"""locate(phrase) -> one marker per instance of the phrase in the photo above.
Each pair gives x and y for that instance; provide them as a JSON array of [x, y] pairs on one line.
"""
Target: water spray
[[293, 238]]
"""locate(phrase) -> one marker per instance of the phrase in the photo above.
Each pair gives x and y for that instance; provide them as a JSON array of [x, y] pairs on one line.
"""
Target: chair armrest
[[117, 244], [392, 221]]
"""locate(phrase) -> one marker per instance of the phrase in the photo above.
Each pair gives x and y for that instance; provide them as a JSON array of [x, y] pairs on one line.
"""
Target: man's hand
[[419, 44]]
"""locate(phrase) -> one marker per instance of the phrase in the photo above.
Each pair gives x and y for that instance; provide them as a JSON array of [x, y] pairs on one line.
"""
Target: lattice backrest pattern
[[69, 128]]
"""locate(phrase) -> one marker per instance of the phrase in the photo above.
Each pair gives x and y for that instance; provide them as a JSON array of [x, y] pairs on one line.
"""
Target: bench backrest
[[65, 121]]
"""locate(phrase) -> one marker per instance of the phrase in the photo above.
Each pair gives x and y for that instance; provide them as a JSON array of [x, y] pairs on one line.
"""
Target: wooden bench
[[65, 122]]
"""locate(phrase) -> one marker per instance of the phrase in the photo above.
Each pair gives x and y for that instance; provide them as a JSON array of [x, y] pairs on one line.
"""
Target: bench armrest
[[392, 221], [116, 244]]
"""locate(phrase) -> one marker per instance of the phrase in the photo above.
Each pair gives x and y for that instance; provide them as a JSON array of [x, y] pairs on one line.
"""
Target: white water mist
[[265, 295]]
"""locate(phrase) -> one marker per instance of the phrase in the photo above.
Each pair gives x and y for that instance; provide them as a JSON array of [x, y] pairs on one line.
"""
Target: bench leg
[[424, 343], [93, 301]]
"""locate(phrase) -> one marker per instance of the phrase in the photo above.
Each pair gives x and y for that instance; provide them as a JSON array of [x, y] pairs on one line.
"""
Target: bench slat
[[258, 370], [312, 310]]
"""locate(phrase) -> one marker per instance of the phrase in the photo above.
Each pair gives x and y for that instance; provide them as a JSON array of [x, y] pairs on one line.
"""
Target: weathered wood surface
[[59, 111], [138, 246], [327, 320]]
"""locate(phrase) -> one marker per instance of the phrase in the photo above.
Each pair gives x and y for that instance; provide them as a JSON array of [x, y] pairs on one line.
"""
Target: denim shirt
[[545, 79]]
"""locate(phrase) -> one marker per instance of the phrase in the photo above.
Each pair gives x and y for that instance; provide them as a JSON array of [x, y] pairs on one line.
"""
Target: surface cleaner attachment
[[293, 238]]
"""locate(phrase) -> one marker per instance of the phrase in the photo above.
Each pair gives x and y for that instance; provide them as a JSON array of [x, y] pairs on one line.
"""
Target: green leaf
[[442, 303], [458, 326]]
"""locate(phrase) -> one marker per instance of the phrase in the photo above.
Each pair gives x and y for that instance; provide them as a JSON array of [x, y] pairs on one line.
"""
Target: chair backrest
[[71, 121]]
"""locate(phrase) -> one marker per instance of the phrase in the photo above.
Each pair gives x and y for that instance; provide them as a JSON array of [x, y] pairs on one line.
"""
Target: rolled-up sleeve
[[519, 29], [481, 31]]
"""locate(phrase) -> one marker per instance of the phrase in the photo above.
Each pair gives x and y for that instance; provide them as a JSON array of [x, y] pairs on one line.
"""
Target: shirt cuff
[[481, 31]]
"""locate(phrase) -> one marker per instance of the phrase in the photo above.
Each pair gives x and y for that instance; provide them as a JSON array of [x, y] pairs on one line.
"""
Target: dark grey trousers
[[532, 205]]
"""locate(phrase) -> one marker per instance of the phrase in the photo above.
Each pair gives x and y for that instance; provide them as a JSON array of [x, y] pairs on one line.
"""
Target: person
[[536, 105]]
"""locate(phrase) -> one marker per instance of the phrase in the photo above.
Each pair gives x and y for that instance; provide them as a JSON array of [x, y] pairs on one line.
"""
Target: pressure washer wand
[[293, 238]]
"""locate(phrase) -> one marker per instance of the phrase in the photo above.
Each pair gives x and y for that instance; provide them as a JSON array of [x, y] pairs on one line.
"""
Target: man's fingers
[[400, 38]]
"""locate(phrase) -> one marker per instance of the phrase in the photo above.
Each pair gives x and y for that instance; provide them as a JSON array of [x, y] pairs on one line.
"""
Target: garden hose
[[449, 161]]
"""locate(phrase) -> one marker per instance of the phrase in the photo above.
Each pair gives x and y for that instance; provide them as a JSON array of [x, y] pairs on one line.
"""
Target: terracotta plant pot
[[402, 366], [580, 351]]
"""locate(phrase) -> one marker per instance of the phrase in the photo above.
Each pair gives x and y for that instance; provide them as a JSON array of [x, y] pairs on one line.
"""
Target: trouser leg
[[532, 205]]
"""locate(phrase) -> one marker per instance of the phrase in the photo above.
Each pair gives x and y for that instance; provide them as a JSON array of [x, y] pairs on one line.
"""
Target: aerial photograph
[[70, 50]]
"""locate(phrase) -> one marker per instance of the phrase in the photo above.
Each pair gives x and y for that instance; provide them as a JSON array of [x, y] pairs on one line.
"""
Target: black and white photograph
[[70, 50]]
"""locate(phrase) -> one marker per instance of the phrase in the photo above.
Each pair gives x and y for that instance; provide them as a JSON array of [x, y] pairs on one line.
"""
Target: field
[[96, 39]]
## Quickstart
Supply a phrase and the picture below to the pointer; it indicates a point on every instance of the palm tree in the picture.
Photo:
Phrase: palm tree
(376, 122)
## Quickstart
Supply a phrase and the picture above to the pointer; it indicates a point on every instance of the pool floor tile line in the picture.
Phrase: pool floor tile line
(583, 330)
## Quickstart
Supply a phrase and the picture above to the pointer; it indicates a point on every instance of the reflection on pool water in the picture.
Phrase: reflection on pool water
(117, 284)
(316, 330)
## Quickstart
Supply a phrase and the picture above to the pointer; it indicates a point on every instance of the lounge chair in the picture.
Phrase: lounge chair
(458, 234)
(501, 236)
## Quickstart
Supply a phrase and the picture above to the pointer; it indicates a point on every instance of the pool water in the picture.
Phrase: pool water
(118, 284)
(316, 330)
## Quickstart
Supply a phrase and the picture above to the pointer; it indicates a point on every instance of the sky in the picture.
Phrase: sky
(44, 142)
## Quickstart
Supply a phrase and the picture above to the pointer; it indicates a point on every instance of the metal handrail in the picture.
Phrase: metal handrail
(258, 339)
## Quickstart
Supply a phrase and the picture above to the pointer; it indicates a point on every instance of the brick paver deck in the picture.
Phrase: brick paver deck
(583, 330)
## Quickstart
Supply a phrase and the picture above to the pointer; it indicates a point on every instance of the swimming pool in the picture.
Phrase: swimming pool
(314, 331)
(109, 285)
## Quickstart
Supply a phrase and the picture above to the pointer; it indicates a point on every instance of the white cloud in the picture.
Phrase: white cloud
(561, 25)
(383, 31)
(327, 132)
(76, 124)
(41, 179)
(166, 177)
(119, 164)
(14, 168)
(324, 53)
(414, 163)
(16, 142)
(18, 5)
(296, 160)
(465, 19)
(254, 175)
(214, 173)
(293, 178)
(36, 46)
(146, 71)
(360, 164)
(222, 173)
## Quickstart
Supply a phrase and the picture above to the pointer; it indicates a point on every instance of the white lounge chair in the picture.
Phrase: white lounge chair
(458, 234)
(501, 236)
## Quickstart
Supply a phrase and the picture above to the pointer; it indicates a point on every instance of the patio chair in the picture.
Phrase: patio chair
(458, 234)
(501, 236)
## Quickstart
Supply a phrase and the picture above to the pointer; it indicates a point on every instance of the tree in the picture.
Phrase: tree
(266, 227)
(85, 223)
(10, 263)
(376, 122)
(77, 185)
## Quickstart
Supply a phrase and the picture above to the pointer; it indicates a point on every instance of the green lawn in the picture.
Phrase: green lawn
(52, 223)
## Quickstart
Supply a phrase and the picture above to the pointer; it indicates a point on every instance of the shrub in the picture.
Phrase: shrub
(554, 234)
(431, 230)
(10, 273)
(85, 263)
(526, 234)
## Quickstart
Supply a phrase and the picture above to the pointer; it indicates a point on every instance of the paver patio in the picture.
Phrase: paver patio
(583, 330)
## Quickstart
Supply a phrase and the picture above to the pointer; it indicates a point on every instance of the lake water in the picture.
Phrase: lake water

ABOUT THIS EXERCISE ▸ A single figure is required: the number of lines in the data where the word "lake" occurs.

YOUR SOLUTION ▸ 2